__Task item__: With the line containing "# point at: tree" as the start and the line containing "x=1277, y=269" as the end, transcribe that span of the entries below exactly, including both.

########################################

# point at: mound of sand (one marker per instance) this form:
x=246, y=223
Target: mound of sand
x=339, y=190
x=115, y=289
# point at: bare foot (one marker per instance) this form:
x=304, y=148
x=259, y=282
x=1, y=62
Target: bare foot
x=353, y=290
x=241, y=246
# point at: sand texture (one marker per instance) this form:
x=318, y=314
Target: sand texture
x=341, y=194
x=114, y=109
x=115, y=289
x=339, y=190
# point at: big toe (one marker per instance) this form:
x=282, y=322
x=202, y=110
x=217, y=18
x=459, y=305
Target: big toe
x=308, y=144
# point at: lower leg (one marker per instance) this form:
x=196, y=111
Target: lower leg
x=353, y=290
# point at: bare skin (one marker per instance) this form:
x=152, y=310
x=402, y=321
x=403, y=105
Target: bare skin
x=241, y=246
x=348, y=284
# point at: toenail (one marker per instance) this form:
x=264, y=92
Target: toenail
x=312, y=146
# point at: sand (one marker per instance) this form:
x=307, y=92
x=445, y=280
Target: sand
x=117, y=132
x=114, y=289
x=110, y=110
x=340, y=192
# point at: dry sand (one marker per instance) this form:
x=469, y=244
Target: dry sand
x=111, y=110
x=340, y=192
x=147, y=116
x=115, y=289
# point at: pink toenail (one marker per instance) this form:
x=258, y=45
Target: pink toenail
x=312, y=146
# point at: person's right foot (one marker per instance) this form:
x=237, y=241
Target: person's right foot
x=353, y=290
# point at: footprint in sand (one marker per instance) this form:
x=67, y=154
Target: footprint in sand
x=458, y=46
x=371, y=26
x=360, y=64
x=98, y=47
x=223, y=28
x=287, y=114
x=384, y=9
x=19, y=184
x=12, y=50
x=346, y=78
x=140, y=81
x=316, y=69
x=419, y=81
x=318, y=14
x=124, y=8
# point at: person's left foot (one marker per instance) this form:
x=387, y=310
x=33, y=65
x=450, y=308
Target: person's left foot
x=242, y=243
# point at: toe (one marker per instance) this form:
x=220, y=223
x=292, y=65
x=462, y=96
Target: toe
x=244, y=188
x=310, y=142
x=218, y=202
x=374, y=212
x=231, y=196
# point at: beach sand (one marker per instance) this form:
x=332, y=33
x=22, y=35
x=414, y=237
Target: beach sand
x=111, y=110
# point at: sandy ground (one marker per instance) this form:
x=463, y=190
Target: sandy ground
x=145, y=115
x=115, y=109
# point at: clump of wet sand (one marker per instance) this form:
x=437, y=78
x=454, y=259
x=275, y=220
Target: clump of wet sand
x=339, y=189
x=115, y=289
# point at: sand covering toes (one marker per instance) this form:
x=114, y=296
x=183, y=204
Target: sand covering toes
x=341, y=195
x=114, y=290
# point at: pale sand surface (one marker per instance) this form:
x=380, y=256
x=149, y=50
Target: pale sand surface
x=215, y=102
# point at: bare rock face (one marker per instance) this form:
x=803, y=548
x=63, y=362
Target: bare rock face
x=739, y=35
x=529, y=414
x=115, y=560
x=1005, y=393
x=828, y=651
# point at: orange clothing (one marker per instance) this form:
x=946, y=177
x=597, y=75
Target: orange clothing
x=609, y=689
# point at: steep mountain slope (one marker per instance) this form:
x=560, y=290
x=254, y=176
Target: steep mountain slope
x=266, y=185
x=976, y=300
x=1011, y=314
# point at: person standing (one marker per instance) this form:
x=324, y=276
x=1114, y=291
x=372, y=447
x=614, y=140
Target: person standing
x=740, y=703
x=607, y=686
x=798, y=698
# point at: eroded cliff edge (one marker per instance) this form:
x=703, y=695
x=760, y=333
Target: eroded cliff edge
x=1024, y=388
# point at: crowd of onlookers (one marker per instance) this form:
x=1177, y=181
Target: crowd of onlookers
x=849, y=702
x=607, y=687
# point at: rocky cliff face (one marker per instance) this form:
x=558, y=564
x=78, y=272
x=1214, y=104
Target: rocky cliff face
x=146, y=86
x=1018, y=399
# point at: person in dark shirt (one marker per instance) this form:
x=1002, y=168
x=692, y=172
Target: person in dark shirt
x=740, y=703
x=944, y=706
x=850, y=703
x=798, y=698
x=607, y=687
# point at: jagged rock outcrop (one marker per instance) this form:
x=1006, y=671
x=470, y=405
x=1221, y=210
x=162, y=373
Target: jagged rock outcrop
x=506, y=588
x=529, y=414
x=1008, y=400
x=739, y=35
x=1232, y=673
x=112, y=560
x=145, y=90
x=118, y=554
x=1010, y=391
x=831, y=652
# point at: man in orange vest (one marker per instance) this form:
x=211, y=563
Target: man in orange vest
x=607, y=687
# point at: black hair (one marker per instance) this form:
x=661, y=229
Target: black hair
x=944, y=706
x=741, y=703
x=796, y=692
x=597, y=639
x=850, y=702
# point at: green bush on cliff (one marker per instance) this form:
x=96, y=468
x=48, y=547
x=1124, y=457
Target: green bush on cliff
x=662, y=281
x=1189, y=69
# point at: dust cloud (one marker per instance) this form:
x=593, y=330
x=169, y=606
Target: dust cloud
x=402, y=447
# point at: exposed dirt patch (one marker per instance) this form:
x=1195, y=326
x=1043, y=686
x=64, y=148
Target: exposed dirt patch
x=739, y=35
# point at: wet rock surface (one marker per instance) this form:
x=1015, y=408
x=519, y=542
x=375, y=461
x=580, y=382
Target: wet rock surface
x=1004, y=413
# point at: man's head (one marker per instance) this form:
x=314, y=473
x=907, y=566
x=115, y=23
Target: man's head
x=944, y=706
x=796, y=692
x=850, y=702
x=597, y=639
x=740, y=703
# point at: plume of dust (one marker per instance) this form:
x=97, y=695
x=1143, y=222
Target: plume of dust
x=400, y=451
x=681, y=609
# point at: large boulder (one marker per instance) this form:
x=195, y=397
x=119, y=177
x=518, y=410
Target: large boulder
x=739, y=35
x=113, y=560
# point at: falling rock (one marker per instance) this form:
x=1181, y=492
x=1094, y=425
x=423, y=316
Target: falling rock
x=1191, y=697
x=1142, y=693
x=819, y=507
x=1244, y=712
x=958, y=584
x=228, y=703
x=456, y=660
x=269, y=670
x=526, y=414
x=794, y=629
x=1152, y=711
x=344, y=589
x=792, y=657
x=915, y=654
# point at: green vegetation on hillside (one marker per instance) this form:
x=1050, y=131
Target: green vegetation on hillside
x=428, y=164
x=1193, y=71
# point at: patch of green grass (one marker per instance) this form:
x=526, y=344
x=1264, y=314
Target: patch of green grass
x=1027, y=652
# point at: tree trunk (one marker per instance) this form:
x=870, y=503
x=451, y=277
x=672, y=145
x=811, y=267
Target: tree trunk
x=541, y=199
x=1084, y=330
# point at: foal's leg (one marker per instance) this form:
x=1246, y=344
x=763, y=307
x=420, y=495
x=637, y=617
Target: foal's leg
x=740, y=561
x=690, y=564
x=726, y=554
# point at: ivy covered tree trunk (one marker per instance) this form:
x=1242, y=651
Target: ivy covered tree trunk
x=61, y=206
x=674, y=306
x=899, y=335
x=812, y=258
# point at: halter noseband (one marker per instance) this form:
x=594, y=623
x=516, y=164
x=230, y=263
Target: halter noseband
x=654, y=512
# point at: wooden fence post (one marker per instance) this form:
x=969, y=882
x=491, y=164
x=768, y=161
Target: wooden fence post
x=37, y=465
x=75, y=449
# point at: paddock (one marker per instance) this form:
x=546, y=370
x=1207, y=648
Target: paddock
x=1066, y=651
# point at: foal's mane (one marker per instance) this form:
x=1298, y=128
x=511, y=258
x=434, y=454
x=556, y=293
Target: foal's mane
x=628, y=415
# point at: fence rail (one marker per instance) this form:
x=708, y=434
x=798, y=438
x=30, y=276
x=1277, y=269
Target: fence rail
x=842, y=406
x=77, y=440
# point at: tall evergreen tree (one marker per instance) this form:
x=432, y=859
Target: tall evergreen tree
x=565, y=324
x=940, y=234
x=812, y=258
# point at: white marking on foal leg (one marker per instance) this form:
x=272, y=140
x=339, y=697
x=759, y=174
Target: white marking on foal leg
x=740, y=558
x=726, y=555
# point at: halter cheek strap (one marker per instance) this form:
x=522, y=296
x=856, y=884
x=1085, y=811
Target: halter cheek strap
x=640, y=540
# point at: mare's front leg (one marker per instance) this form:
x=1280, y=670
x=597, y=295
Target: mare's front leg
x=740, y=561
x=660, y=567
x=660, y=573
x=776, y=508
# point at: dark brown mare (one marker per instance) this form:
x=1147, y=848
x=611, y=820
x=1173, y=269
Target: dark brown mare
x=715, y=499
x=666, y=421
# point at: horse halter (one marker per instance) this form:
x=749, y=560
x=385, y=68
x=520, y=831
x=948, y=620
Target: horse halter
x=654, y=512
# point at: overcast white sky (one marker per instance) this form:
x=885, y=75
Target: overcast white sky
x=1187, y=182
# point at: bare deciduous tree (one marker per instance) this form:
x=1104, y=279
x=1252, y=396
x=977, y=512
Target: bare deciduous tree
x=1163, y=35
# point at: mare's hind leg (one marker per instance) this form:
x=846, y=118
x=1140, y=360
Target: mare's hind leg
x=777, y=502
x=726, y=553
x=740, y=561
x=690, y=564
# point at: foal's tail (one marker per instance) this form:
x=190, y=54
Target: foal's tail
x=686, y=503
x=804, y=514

########################################

__Your response__:
# point at: tree trunk (one marker per instance) this form:
x=870, y=503
x=451, y=277
x=672, y=145
x=811, y=267
Target: tree trunk
x=541, y=199
x=1084, y=330
# point at: foal's leg (one marker per instance) this form:
x=1246, y=344
x=763, y=307
x=420, y=495
x=637, y=617
Target: foal's leg
x=740, y=561
x=690, y=564
x=726, y=554
# point at: ivy covered tree trunk (one marker per instance) this form:
x=1242, y=651
Target: ivy covered tree trunk
x=61, y=206
x=674, y=306
x=899, y=335
x=812, y=258
# point at: halter noseband (one marker per instance) this form:
x=594, y=623
x=516, y=164
x=230, y=263
Target: halter noseband
x=654, y=512
# point at: wooden fence post (one marker per instance) this form:
x=969, y=882
x=491, y=164
x=768, y=161
Target: wooden fence post
x=37, y=465
x=75, y=449
# point at: paddock (one marker per instance) this form:
x=546, y=370
x=1207, y=648
Target: paddock
x=1066, y=651
# point at: foal's mane (one marker per instance) this form:
x=1298, y=128
x=511, y=258
x=434, y=454
x=556, y=293
Target: foal's mane
x=628, y=415
# point at: fence rail (one marker per instance) this form:
x=708, y=434
x=798, y=438
x=30, y=276
x=1277, y=269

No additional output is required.